WRITTEN EXERCISE: Reproduce the entries below word for word, leaving out the pictures.

─── SOURCE RECORDS ───

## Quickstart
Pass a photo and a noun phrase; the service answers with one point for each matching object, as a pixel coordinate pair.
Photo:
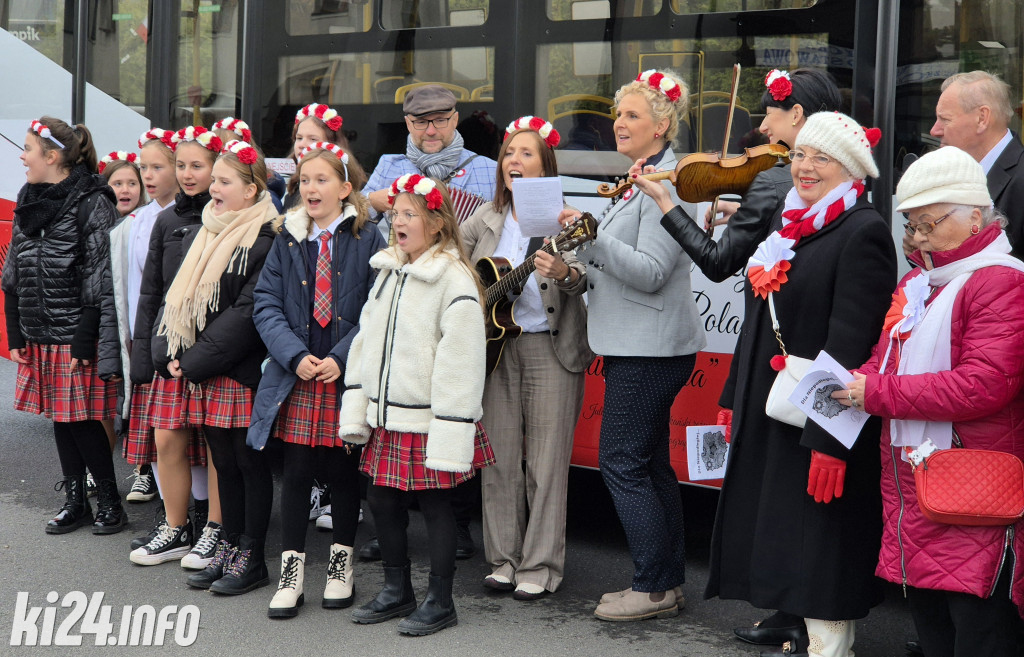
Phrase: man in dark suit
(973, 114)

───

COMPLETED EXERCISE:
## Quickstart
Pass a photo and a noun phrase; the service answers with one point for each matching object, as a pixel coordinate pair.
Photo:
Phrase: man in dark suit
(973, 114)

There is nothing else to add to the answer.